# [TEXT SEGMENT]

────────────────

Kaggle wants the imageId followed by the probability of the image being a dog. Kaggle uses a metric called [Log Loss](http://wiki.fast.ai/index.php/Log_Loss) to evaluate your submission.

In [None]:
#Load our test predictions from file
preds = load_array(results_path + 'test_preds.dat')
filenames = load_array(results_path + 'filenames.dat')

In [None]:
#Grab the dog prediction column
isdog = preds[:,1]
print "Raw Predictions: " + str(isdog[:5])
print "Mid Predictions: " + str(isdog[(isdog < .6) & (isdog > .4)])
print "Edge Predictions: " + str(isdog[(isdog == 1) | (isdog == 0)])

Log Loss doesn't support probability values of 0 or 1--they are undefined (and we have many). Fortunately, Kaggle helps us by offsetting our 0s and 1s by a very small value. So if we upload our submission now we will have lots of .99999999 and .000000001 values. This seems good, right?

────────────────

# [PROBLEMS TO SOLVE]
[A] In the Kaggle submission excerpt, what metric does Kaggle use to evaluate a submission?
[B] Reproduce the Kaggle submission excerpt word for word, starting at "filenames = load_array(results_path" and ending at "(isdog == 0)])".
[C] Say whether each statement agrees with the Kaggle submission excerpt, giving yes or no and quoting the deciding words: (i) Kaggle wants the imageId followed by the probability of the image being a cat. (ii) Log Loss supports probability values of 0 or 1. (iii) Kaggle offsets 0s and 1s by a very small value.

# [DATA]
────────────────

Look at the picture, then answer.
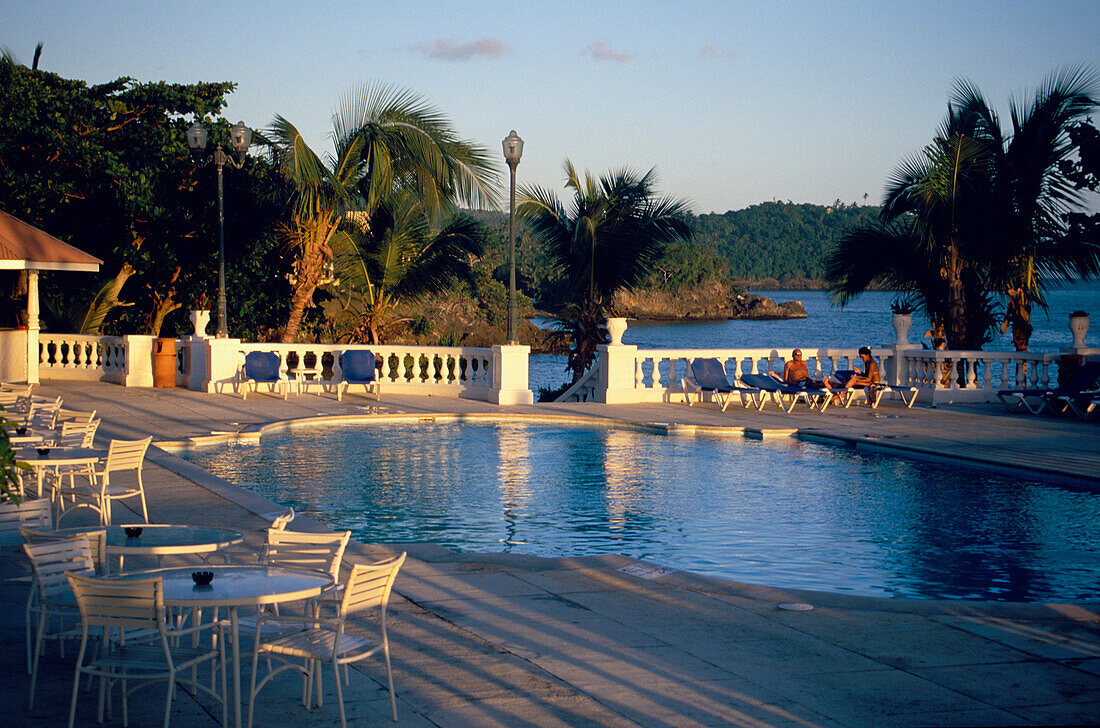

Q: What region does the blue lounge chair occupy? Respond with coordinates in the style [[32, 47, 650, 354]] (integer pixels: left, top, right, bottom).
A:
[[681, 357, 766, 411], [997, 362, 1100, 415], [337, 349, 382, 401], [833, 369, 921, 409], [741, 374, 833, 413], [237, 352, 290, 399]]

────────────────

# [RESULTS OF THE EXERCISE]
[A] Log Loss

[B]
filenames = load_array(results_path + 'filenames.dat')

In [None]:
#Grab the dog prediction column
isdog = preds[:,1]
print "Raw Predictions: " + str(isdog[:5])
print "Mid Predictions: " + str(isdog[(isdog < .6) & (isdog > .4)])
print "Edge Predictions: " + str(isdog[(isdog == 1) | (isdog == 0)])

[C]
(i) No: "the probability of the image being a dog"
(ii) No: "Log Loss doesn't support probability values of 0 or 1"
(iii) Yes: "Kaggle helps us by offsetting our 0s and 1s by a very small value"